━━ Source material ━━
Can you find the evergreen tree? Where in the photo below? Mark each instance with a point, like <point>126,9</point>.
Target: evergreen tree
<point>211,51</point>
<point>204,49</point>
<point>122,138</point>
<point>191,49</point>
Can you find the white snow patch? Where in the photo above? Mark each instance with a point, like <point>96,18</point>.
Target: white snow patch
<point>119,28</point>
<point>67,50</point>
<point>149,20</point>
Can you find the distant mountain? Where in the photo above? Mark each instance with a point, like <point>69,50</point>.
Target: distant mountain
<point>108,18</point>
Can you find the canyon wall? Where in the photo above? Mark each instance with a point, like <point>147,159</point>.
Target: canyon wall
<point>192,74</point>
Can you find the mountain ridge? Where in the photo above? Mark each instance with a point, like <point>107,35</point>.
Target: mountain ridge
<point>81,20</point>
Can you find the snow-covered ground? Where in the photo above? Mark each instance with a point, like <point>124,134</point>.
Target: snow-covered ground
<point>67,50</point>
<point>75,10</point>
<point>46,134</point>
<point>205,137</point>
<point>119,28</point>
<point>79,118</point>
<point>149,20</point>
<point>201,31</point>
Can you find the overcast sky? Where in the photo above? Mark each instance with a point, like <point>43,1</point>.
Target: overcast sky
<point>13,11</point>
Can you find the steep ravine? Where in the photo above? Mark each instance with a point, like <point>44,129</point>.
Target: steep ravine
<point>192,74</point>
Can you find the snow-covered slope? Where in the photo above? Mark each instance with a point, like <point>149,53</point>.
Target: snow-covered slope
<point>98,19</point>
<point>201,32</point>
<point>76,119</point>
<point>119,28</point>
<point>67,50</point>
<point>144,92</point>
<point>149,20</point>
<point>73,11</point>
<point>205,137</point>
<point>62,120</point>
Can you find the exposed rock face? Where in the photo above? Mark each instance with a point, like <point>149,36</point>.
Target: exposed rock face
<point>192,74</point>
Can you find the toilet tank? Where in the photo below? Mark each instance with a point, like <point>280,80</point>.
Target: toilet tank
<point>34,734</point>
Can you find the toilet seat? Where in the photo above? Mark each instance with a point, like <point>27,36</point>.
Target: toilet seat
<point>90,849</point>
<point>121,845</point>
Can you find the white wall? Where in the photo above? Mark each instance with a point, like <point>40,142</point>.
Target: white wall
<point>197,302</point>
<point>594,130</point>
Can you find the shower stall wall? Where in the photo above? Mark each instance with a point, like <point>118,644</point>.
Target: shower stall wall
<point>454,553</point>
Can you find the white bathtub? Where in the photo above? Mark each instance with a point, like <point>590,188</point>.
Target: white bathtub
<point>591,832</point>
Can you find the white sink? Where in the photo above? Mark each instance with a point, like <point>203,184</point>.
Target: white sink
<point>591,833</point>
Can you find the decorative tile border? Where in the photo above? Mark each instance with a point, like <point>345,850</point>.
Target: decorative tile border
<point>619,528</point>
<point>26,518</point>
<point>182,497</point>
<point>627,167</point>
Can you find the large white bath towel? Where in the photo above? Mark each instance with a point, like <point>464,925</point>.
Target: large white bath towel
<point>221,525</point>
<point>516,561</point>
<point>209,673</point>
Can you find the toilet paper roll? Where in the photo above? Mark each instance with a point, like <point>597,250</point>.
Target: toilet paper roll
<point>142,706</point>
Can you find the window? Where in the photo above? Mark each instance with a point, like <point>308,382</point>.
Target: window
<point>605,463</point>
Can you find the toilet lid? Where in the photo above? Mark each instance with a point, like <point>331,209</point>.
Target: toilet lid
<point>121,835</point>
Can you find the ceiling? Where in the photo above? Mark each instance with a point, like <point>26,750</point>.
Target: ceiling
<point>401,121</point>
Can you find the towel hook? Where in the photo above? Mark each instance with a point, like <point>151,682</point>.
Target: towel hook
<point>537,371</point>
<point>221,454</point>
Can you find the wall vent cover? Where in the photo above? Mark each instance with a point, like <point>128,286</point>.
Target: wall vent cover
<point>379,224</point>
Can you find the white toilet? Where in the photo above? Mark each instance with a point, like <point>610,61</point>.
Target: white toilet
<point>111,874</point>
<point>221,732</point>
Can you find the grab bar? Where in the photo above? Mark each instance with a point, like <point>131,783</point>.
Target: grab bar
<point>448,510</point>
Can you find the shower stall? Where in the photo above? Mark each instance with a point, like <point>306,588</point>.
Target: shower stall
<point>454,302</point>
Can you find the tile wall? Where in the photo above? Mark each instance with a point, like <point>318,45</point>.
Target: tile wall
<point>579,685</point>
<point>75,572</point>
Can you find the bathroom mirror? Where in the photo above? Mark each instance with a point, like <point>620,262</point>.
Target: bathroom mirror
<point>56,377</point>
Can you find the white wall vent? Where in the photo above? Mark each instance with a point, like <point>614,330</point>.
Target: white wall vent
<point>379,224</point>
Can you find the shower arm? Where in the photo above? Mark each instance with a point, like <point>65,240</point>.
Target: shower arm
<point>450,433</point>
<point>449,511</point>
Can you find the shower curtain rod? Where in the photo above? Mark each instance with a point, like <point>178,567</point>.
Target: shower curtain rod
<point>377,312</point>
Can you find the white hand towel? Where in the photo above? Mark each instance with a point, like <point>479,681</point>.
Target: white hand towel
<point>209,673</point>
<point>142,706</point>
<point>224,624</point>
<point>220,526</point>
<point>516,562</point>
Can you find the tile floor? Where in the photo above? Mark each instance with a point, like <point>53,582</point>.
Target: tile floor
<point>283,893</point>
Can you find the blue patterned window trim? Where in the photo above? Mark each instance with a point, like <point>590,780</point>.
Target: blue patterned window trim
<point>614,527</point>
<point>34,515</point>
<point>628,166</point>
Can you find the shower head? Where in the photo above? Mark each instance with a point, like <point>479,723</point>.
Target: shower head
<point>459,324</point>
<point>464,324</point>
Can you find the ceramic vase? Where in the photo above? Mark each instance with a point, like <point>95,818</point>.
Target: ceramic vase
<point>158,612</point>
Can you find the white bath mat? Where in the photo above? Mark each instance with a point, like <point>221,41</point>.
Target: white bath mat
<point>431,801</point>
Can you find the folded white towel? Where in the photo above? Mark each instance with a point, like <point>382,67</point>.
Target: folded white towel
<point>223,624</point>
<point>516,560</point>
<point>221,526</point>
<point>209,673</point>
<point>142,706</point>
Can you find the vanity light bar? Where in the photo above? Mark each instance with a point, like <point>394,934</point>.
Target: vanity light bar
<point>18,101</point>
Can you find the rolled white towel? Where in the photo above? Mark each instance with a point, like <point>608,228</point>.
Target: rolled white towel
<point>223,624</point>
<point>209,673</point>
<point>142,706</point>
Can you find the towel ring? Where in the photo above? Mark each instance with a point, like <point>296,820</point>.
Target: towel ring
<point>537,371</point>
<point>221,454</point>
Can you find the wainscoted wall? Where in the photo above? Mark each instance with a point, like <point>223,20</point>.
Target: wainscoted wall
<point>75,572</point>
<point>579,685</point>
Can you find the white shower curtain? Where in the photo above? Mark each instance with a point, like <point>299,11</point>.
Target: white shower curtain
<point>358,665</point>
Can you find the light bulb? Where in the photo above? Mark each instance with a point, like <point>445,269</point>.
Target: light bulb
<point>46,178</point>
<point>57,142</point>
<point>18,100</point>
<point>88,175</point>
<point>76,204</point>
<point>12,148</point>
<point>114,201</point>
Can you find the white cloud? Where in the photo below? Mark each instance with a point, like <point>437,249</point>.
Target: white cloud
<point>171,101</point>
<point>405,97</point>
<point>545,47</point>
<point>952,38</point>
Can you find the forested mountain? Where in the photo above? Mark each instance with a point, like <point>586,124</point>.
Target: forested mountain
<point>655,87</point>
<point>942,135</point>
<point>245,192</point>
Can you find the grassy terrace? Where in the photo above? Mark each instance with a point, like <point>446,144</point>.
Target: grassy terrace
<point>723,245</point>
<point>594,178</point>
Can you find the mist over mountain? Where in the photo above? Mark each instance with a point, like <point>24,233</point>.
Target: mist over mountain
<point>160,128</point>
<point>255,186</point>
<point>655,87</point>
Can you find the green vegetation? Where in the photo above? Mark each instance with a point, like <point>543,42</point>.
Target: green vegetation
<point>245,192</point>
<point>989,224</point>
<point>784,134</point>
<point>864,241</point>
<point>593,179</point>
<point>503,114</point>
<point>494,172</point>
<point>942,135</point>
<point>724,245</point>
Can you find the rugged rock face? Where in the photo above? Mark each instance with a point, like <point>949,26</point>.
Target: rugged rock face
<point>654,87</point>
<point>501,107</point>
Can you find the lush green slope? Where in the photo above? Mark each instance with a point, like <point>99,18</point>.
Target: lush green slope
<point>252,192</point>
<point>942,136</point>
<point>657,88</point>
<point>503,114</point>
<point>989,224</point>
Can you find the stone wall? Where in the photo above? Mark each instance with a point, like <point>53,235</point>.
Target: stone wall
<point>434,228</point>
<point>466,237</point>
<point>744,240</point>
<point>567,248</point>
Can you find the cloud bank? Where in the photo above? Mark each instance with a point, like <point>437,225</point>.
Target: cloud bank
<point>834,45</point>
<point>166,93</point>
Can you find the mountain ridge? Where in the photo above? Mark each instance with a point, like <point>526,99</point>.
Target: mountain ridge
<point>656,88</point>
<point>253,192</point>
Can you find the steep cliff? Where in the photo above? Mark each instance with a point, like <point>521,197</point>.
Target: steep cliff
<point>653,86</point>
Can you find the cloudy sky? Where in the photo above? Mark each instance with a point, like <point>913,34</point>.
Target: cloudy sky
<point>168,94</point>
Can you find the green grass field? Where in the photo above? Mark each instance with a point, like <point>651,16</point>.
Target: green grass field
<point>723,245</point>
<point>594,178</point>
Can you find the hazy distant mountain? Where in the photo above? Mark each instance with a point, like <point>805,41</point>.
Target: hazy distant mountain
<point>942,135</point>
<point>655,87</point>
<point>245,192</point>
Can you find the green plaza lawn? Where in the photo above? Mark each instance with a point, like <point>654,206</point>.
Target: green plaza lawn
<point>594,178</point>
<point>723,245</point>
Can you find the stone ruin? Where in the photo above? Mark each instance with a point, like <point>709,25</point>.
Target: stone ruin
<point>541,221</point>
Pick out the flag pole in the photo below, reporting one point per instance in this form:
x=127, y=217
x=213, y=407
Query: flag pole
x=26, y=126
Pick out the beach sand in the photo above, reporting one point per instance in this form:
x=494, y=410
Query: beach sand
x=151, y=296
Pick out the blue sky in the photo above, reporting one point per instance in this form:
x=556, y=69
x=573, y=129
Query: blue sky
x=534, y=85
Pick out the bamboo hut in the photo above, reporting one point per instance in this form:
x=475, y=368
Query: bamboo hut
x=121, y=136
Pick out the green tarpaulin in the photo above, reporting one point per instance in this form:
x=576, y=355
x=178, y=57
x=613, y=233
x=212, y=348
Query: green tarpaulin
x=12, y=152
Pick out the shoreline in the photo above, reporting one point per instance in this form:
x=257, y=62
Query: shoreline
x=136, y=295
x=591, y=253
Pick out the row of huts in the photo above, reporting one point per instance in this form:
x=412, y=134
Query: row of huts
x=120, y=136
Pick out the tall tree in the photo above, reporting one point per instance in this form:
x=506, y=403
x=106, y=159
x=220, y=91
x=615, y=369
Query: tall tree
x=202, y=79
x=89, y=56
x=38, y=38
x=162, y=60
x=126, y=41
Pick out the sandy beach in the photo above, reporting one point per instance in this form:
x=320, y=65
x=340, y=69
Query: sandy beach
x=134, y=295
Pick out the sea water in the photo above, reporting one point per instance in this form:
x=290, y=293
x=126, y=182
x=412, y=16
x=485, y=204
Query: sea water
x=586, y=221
━━━
**Aim of the exercise**
Rewrite the items starting at "Can you find the green vegetation?" and ending at "<point>567,248</point>", with "Target" replaced by "Label" and everything else left unchanged.

**Written response**
Can you find the green vegetation? Where in the photo above? Mark each instance with a point, like <point>543,42</point>.
Label: green vegetation
<point>245,192</point>
<point>989,224</point>
<point>784,134</point>
<point>864,241</point>
<point>593,179</point>
<point>503,114</point>
<point>494,172</point>
<point>942,135</point>
<point>724,245</point>
Can you find the rugged rock face? Where in the photo above? Mark each instance with a point, like <point>949,26</point>.
Label: rugged rock face
<point>654,87</point>
<point>501,107</point>
Can you find the lush green slope? Where in the photo above? Mark each instance with a point, like <point>99,18</point>.
Label: lush green slope
<point>252,192</point>
<point>942,136</point>
<point>657,88</point>
<point>503,114</point>
<point>989,224</point>
Can you find the stone wall? Where in the photo above? Mark each instance with a point, like <point>53,235</point>.
Label: stone wall
<point>434,228</point>
<point>466,237</point>
<point>744,240</point>
<point>567,248</point>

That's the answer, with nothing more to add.